Tasks and exercises
1. Output the passage of the video-compression write-up between "resolution = -1" and "self.fullpath = os.path.abspath(filepath)", inclusive.
2. Translate this sentence from the video-compression write-up into Spanish: "For optimal results we decided to upgrade to libx265 for format and AAC for audio."

It all started with my friend complaining about the lack of space on his drives and I was thinking there has to be a way to fix that problem. At first, I did a comparison program, but it only saved a few GB out of his 12 TB and mapping the drive noticed a lot of videos and they were all over the place. The end goal was running a NAS server with all his files which required a certain standardization to the files. Inadvertently during the process, I found a way to compress the files by an insane rate.
Overview
The program starts at a directory and traverses that directory into sub directories taking the video files and through some checks the folder as potentially the series name. From those we come up with a standardized format naming the files and exporting to a excel document for manual user review. Once the user reviews and makes modifications they change the 2nd to last field to true and switch over to other python file to do changes. For optimal results we decided to upgrade to libx265 for format and AAC for audio. The program then runs subcommands for each ffmpeg which depending on the CPU determines the amount of time it takes to rewrite the file. If the program finishes or stop it requires the running cleaning the database and optimally run the delete format or manually doing it to update the database to not rerun the files already rewritten files.
Step 1: Setup and Retrieving Files
The setup was a little bit of a pain because I had to conversate with the customer of important data to them.
class fileObject:
source = ""
resolution = -1 # Check metadata
newFilename = ""
year = 0000
season = -1
episode = -1
endEpisode = -1
series = ""
episodeName = ""
def __init__(self, filepath, subtitles):
self.filepath = filepath
self.fullpath = os.path.abspath(filepath)

Dataset rows

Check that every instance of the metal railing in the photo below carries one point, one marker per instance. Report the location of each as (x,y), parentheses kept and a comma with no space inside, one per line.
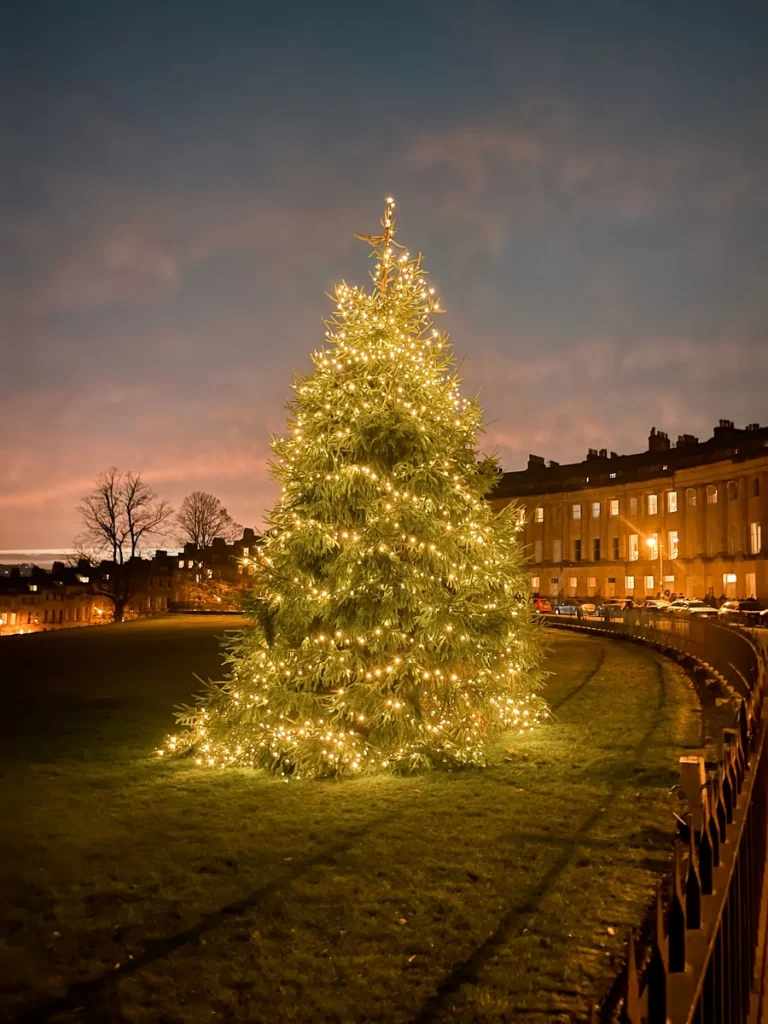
(694,963)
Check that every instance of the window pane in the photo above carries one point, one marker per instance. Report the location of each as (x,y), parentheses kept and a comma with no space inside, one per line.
(634,547)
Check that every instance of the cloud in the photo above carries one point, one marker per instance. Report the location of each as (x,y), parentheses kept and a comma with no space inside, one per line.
(565,159)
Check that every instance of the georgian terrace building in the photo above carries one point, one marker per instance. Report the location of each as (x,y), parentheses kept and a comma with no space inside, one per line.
(687,518)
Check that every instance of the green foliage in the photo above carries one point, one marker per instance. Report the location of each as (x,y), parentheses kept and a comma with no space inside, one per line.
(391,627)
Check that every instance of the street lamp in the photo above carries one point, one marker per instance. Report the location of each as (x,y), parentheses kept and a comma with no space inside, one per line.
(652,544)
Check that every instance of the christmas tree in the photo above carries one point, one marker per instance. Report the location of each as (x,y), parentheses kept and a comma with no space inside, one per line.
(390,623)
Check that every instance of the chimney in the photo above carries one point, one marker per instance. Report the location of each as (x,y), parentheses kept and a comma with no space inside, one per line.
(686,440)
(658,440)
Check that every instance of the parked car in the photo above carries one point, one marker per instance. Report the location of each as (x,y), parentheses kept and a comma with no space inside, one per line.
(750,612)
(570,606)
(611,604)
(696,608)
(654,604)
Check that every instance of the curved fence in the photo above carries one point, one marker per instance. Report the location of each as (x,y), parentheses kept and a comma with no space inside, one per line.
(696,960)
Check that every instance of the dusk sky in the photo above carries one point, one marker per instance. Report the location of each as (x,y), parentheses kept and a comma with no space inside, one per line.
(180,183)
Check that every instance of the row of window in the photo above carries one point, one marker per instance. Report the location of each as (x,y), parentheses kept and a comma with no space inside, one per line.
(649,583)
(651,501)
(670,550)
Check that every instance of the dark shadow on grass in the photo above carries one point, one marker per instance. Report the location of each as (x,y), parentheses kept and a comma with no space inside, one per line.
(467,973)
(585,682)
(88,998)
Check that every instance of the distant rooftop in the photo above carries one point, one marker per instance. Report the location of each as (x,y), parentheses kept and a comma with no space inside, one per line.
(603,468)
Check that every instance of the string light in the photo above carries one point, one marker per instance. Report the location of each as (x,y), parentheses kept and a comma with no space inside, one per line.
(390,622)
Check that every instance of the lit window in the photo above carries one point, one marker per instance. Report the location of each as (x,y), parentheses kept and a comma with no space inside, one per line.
(673,544)
(756,538)
(634,547)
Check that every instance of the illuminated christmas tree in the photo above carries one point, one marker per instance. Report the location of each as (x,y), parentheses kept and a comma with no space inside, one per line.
(391,627)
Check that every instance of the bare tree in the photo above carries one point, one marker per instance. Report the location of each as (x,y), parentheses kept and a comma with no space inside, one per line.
(202,517)
(120,515)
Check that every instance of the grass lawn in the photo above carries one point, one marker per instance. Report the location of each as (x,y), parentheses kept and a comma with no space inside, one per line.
(134,889)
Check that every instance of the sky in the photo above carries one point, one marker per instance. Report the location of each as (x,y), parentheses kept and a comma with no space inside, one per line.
(180,183)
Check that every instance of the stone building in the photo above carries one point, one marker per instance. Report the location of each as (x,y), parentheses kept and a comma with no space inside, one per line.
(37,602)
(688,518)
(193,580)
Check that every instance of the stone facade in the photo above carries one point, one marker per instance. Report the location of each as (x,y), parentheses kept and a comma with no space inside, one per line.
(587,525)
(193,580)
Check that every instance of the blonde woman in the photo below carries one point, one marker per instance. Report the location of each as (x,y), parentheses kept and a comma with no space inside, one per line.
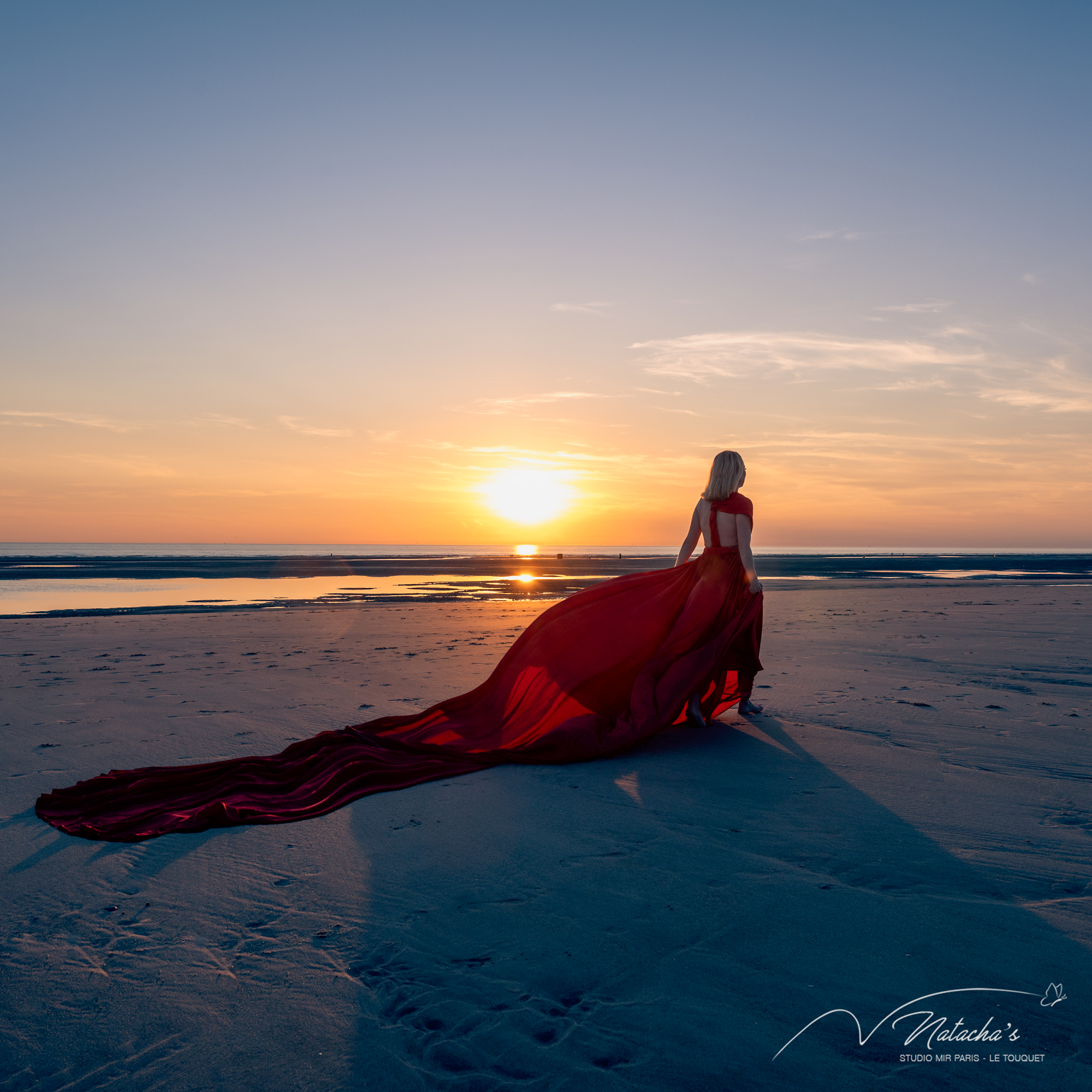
(597,674)
(725,518)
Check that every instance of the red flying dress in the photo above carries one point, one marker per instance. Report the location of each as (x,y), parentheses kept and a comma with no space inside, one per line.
(591,678)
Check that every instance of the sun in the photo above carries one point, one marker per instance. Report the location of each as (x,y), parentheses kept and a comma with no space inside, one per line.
(528,496)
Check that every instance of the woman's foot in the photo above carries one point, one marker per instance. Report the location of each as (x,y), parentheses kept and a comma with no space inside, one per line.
(694,715)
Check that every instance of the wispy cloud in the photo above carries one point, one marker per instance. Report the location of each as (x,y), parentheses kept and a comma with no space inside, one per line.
(930,307)
(295,425)
(75,419)
(839,234)
(596,307)
(134,466)
(507,406)
(1051,401)
(702,358)
(219,419)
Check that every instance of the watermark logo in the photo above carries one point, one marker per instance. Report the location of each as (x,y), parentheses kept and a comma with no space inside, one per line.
(941,1029)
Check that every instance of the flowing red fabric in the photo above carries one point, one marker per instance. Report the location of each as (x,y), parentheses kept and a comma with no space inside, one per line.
(591,678)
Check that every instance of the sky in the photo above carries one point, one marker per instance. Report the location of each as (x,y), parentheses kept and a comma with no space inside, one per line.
(507,272)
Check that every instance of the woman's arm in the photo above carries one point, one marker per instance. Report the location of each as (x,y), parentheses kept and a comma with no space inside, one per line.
(743,533)
(692,539)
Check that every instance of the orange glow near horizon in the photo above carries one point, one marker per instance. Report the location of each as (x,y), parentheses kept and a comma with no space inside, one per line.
(526,496)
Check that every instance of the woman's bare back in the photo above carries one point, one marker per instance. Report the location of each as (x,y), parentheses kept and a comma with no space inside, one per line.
(726,526)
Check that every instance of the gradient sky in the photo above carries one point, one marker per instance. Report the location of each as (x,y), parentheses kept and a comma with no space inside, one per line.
(319,272)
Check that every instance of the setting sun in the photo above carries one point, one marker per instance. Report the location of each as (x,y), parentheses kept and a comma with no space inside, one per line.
(528,496)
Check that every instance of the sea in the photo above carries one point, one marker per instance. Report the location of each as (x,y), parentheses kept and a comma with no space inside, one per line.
(88,579)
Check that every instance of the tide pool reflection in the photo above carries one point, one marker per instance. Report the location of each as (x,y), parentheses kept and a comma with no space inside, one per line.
(197,594)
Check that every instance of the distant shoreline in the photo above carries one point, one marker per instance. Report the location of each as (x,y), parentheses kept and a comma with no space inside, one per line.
(89,586)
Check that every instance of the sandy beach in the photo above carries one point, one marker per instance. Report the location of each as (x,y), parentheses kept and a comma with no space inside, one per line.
(911,815)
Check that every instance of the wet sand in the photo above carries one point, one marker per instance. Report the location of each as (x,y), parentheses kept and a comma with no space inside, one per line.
(912,814)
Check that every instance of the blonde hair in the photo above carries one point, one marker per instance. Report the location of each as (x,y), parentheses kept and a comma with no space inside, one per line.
(725,476)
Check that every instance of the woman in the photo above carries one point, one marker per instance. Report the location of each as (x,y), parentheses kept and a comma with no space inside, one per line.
(731,530)
(591,678)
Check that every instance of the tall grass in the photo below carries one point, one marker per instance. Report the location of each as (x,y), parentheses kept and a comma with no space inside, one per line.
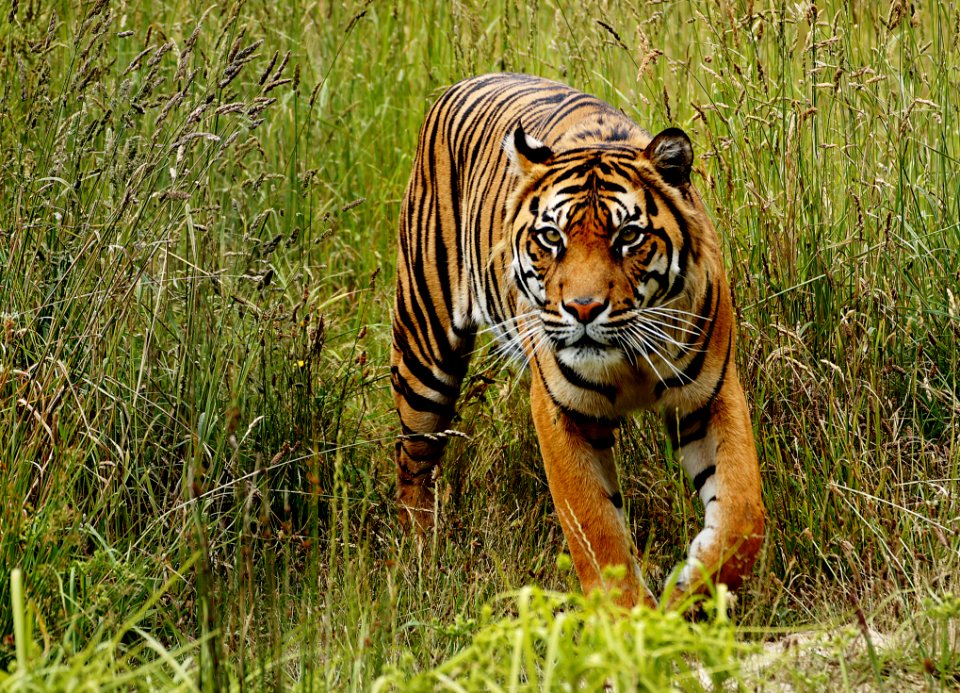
(197,212)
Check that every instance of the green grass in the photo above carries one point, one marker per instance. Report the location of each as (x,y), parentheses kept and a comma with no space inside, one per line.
(197,218)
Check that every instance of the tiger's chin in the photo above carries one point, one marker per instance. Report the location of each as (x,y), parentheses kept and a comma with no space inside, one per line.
(593,361)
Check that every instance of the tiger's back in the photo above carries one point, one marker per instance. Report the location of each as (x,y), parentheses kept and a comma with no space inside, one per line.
(551,217)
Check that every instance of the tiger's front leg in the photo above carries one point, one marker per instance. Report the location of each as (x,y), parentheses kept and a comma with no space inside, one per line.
(578,458)
(717,450)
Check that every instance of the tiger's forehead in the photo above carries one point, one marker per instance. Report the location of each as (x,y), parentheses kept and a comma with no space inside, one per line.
(609,199)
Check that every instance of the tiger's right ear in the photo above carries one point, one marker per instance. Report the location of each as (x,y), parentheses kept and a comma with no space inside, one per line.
(525,152)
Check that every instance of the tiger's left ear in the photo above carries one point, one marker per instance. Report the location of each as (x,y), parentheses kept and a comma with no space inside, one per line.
(671,154)
(525,151)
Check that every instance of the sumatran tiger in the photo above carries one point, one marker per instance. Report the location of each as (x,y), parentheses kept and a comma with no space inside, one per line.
(551,219)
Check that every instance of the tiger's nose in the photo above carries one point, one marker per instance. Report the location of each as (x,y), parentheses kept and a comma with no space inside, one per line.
(584,309)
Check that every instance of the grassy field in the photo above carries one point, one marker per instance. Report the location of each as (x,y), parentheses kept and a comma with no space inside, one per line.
(197,217)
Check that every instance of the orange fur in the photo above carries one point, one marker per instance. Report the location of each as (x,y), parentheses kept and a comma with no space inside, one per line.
(550,216)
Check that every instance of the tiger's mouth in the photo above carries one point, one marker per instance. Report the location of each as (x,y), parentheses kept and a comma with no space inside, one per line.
(587,342)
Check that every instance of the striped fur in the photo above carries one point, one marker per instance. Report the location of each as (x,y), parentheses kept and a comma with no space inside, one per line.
(549,218)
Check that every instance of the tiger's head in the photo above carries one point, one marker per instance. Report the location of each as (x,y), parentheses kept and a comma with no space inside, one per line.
(605,238)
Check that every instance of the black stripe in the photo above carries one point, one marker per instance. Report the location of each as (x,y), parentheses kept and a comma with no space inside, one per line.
(608,391)
(579,418)
(700,479)
(415,400)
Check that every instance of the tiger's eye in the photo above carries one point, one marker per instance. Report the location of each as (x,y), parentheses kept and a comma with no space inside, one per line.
(551,236)
(629,235)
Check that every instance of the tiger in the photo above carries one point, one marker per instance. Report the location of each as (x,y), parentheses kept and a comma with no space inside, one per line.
(549,218)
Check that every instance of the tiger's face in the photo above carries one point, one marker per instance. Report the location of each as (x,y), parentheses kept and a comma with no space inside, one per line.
(602,249)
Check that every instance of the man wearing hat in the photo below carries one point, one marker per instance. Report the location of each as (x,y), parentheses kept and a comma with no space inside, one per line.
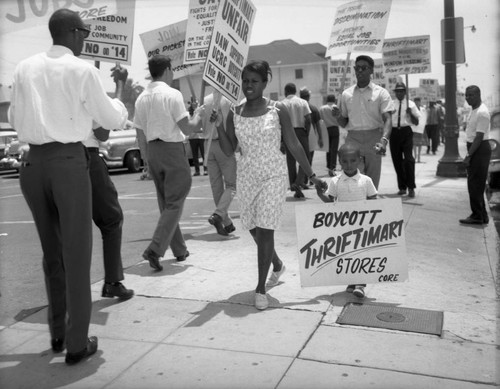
(401,140)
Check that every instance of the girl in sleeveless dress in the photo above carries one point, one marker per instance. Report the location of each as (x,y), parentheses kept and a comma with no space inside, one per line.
(258,126)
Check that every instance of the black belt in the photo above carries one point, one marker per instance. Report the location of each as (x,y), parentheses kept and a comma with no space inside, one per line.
(399,128)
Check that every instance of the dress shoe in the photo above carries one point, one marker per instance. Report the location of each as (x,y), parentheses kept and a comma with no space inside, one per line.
(216,221)
(261,301)
(275,277)
(471,220)
(57,345)
(181,258)
(298,192)
(153,259)
(359,291)
(116,289)
(230,228)
(73,358)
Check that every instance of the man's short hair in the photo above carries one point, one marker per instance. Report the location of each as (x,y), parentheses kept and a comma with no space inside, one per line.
(366,58)
(158,64)
(290,89)
(62,21)
(349,148)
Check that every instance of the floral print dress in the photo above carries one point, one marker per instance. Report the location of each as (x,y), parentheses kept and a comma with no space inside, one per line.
(261,170)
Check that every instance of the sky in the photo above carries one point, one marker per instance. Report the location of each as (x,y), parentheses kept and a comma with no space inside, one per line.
(306,21)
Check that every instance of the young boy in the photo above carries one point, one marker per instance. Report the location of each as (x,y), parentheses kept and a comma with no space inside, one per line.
(350,185)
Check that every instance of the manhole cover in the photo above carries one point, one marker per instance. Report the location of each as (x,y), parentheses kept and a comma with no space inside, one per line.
(391,317)
(394,318)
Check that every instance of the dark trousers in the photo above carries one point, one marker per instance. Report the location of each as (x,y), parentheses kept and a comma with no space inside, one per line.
(197,148)
(107,215)
(432,132)
(169,167)
(56,185)
(401,145)
(477,173)
(293,176)
(333,146)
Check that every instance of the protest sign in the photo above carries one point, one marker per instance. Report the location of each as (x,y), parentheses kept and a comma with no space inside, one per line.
(169,40)
(356,242)
(407,55)
(200,24)
(428,90)
(21,14)
(228,51)
(359,26)
(336,72)
(111,37)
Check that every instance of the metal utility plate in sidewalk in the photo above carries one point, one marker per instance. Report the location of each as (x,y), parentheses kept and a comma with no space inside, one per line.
(394,318)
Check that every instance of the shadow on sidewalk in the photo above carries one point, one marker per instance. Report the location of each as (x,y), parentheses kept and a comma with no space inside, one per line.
(40,370)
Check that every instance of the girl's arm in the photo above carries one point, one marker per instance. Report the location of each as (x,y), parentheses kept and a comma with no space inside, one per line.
(227,136)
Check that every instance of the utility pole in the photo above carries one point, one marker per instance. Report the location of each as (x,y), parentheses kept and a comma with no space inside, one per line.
(451,164)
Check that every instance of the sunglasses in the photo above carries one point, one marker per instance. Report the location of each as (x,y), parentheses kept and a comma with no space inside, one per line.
(85,31)
(360,68)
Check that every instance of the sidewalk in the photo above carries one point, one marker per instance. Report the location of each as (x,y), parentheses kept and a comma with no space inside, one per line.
(194,324)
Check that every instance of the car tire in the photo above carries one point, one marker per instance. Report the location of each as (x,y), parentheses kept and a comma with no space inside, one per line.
(494,180)
(133,161)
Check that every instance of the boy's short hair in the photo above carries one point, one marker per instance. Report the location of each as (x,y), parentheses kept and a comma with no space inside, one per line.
(349,148)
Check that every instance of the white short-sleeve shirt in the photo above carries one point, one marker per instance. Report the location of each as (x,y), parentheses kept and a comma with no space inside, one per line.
(355,188)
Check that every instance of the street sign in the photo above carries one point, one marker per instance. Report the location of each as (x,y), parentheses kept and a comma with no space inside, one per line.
(352,242)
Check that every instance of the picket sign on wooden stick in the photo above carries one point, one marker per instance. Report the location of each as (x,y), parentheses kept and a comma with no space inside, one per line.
(211,125)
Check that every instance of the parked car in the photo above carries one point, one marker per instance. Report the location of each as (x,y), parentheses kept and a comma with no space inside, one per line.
(494,168)
(122,149)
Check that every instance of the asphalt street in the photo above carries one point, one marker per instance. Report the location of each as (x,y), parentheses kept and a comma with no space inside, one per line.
(22,286)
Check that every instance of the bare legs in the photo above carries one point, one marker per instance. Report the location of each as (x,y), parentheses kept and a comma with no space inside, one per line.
(265,255)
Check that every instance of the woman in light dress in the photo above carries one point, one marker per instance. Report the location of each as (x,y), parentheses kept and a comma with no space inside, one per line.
(258,126)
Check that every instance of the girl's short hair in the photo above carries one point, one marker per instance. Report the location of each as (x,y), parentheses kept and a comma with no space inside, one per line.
(260,67)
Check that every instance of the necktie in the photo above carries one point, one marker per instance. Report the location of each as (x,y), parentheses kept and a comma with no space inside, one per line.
(399,114)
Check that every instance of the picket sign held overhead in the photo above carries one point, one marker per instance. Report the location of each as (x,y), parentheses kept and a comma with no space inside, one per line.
(359,26)
(111,37)
(407,55)
(228,50)
(339,69)
(170,41)
(22,14)
(200,25)
(352,242)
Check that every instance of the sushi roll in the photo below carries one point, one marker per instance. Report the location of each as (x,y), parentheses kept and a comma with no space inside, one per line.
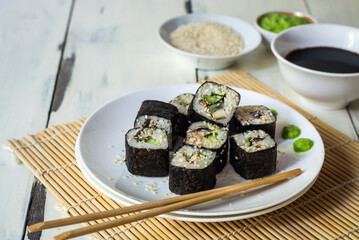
(182,103)
(192,170)
(147,152)
(254,117)
(157,114)
(213,102)
(210,136)
(253,154)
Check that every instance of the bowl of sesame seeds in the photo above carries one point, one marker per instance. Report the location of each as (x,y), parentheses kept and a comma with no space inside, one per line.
(208,41)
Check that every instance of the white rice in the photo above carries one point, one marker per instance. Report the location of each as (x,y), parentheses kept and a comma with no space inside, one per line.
(246,115)
(156,122)
(207,38)
(230,102)
(182,102)
(198,138)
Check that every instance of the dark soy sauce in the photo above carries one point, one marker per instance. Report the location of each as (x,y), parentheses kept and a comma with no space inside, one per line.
(325,59)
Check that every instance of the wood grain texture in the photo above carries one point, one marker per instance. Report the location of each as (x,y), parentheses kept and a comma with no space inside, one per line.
(30,35)
(345,13)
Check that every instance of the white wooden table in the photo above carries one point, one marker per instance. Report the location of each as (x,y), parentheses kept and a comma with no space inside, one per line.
(60,60)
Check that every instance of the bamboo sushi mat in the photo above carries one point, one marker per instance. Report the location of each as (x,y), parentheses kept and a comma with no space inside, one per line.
(329,210)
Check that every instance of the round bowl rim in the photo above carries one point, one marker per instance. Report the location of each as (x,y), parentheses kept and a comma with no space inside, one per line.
(243,52)
(316,72)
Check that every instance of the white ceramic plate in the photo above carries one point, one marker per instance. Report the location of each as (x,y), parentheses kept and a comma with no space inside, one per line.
(101,143)
(193,218)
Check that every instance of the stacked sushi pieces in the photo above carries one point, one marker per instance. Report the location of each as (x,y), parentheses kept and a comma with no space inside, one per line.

Completed exercise
1.
resolution = -1 # Check metadata
newFilename = ""
year = 0000
season = -1
episode = -1
endEpisode = -1
series = ""
episodeName = ""
def __init__(self, filepath, subtitles):
self.filepath = filepath
self.fullpath = os.path.abspath(filepath)

2. Para obtener resultados óptimos, decidimos pasar a libx265 para el formato y a AAC para el audio.